いろいろ司法書士について学んだりして、「司法書士になりたい」などと考えてしまったあなた。司法書士の門戸は常に開かれています。試験を受けるだけなら誰でも受けられます。学歴はおろか、年齢制限すらありません。(「司法書士」として仕事をするには、成年=一般には20歳以上である必要があります。)まずは、その司法書士試験について説明していきたいと思います。
司法書士試験は毎年7月の第1日曜日に行われます。午前2時間、午後3時間の試験です。午前の試験はマークシート(5択)のみ35問、午後の試験はマークシート35問(同じく5択)+記述式2問からなります。午前の試験では民法と会社法の知識がメインで問われますが、憲法、刑法の知識も6問ほど問われます。 午後の試験は、不動産登記法、商業登記法がメインですが、民事訴訟法関係、供託法、司法書士法についても11問ほど問われます。加えて、記述式の試験により、登記に関するより実践的な知識と応用力を試されます。単に運が良いだけでは合格できないのです。
合格基準は、午前、午後、記述、そしてその合計得点と、いずれも基準点を超えていないと合格にはなりません。基準点は試験によって毎年変わりますが、マークシートについては概ね8割できれば基準点は超えるでしょう。
ちなみに、合格率は3%程度です。一気に引きましたね。でも心配は無用です。前述の通り、司法書士試験は誰でも受験できる試験です。つまり、記念受験組(合格する気がない、もしくは合格する実力がまだないのは分かっているが、実力を確認するために受けている人たち)も多数参加しているので、合格率の低さにおびえる必要はありません。まともに勉強して、合格する意思があれば、1年では難しいかも知れませんが、数年以内には合格できる試験です。
でも何から勉強したらよいのやら、と思った方。法律に関してまったく素養がない場合は民法のごく簡単な本から勉強してください。間違っても、いきなり過去問を見たり、六法を暗記しようとしたりしないでください。気が滅入ります。入門者が過去問を見てもチンプンカンプンです。六法は入門者には必要ありません。あれは法律家が参照する書物です。入門書、基本書で一通り法律を学んだ気になった後でも遅くありません。もう買ってしまった方は、棚に陳列しておいてください。
民法を一通り勉強したら、次は不動産登記法を勉強するのがよいでしょう。これを早く確実に解けるようになることが合格への最低条件だからです。基本的に暗記科目なので、やればやるほど実力がつきます。司法書士試験の勉強進捗度合いを測るにも最適な科目です。この頃には、勉強した分野の過去問を解き始めるのも良いでしょう。

◆ **練習問題**
(a) 司法書士試験についての文章で、午前の試験で問われる法律科目をすべて挙げなさい。
(b) 司法書士試験についての文章を、最後の文の後から書き進めなさい。

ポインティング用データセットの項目
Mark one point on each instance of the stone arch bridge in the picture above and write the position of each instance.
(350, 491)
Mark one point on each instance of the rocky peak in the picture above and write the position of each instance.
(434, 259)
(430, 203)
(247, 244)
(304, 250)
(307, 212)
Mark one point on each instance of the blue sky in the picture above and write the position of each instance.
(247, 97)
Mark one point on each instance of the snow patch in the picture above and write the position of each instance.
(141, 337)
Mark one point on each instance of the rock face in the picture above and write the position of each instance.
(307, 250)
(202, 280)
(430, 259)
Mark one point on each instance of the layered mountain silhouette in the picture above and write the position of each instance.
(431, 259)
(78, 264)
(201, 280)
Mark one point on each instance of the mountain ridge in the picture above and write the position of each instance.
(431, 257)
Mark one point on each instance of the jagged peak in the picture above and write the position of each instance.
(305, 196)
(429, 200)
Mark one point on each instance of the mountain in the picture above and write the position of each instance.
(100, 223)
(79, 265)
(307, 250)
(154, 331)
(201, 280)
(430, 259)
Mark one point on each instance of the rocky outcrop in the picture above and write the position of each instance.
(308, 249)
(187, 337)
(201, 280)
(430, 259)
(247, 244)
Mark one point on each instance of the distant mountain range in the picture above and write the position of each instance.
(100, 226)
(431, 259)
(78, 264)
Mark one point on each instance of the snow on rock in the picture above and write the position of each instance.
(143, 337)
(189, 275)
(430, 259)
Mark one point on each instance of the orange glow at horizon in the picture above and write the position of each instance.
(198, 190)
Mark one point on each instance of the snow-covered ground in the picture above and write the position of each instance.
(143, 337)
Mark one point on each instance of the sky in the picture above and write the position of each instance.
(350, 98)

◆ **解答一覧**
(a) 民法、会社法、憲法、刑法

(b)
民法、不動産登記法を一通り勉強したと思ったら、後の順番はお好きなものからどうぞなのですが、そういわれても困る方は、会社法と商業登記法をセットで勉強しましょう。それが近道です。ただ、はっきりいってこれらの科目ができるようになるには時間がかかります。根気良く勉強してください。
残りの科目、憲法、刑法、民事訴訟法関係、供託法、司法書士法については、過去問でレベルを確認しながら、基本書を読んで勉強していくのがよいでしょう。いずれも突き詰めていくと難しい科目ですが、司法書士試験で聞かれるレベル、範囲は限定されていますし、何より出題数が少ない。できるかぎり省エネである程度の点数を確保することを目標とすべきです。
最後に、記述式試験についても少し書いておきます。記述試験は不動産登記と商業登記について各1問出題されます。その名のとおり、マークシートではなく、答案用紙に登記事項等を文章で書いていきます。 私は記述式試験については、以下の3つのプロセスからなっていると考えます。
1.問題を読み解き、状況を下書き用紙に把握、整理する。
2.出題者の意図に沿った登記の流れを頭の中でまとめる。(紙に書いても良いが、時間が足りなくならないように)
3.解答用紙に登記事項等を記述する。
記述式試験であるが故に、3の記述方法にばかり目が行ってしまい、ひたすら難解な登記を覚えようとする人がいますが、本当に重要なのは1と2の過程です。1の問題の読み解きを誤れば、以後も間違えますし、2がいい加減だと3が書けません。記述事項については、ややマイナーな記載が問われることもありますが、仮にそこを間違えたとしても合否に影響を与えることはありません。3については基本的な記載事項を速く確実に書けるようにしておき、日頃から1,2を意識した勉強をしましょう。これには、過去問や市販の問題集、受験予備校の問題をひたすら解くしかありません。3の対策としては、とにかく毎日基本的な登記を手書きする練習をしてください。
以上、ご健闘をお祈りします。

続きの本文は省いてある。